▶ _STATED EXERCISE 1_: Collect each line in the rows below that contains the string "instance".

▶ _EXCERPT TO READ_:
## BEGIN

Coming Saturday night to Meaford Hall, Ross Wooldridge and his seven piece band bring the music of The King of Swing to life!
Almost everyone recognizes Benny Goodman as the name of the clarinet-playing bandleader who was popular during the second world war, but many may not be aware that he, like Elvis and The Beatles, was an entertainer who made a permanent change in pop music and in the process created a new genre that dominated musical style enough to be given its own term: “the swing era”. Even the exact date, Aug. 21st, 1935, can be pinpointed as the day the music was born.
The King of Swing
As a young classically trained clarinet player, Benny Goodman was something of a prodigy, capable of impressive virtuoso performances. He developed his own band at a young age with the help of his brother-in-law, John Hammond, and independently wealthy young jazz fan who pursued recording and writing about the new music motivated by his love of the sounds and by his personal conviction that there was something very special happening within the African-American music scene. Fletcher Henderson was a particular favourite of Hammond with a unique energetic style built in to the rhythm of his arrangements. Henderson, a black man, didn’t sit easy with the racism that severely restricted opportunities for artists like himself and his career was faltering when Hammond introduced him to Goodman. Hammond believed that combining Henderson’s unique musical stylings with Goodman’s exceptional playing was a winning combination. Fletcher Henderson became the arranger for the Benny Goodman orchestra.

## END

▶ _STATED EXERCISE 2_: Print the portion of the Benny Goodman passage above starting at "Almost everyone recognizes" and ending at "music was born.", copied word for word.

▶ _GIVEN RECORDS_:
## BEGIN

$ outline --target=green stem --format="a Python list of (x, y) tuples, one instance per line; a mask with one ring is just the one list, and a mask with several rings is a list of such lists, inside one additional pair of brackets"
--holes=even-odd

## END
## BEGIN

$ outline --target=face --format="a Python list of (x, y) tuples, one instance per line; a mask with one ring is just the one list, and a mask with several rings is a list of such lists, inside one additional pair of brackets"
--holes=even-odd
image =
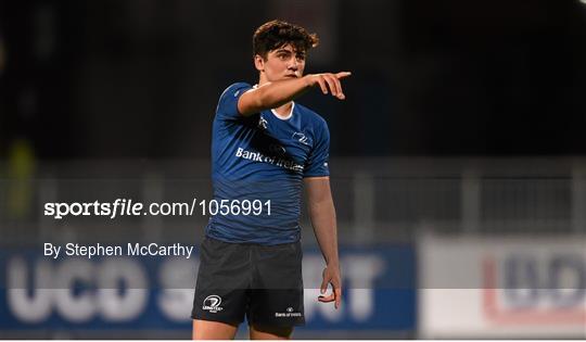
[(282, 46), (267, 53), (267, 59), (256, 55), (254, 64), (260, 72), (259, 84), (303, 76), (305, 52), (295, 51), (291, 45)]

## END

▶ _TASK RESULT 1_:
$ outline --target=green stem --format="a Python list of (x, y) tuples, one instance per line; a mask with one ring is just the one list, and a mask with several rings is a list of such lists, inside one additional pair of brackets"
$ outline --target=face --format="a Python list of (x, y) tuples, one instance per line; a mask with one ring is just the one list, and a mask with several rings is a list of such lists, inside one additional pair of brackets"

▶ _TASK RESULT 2_:
Almost everyone recognizes Benny Goodman as the name of the clarinet-playing bandleader who was popular during the second world war, but many may not be aware that he, like Elvis and The Beatles, was an entertainer who made a permanent change in pop music and in the process created a new genre that dominated musical style enough to be given its own term: “the swing era”. Even the exact date, Aug. 21st, 1935, can be pinpointed as the day the music was born.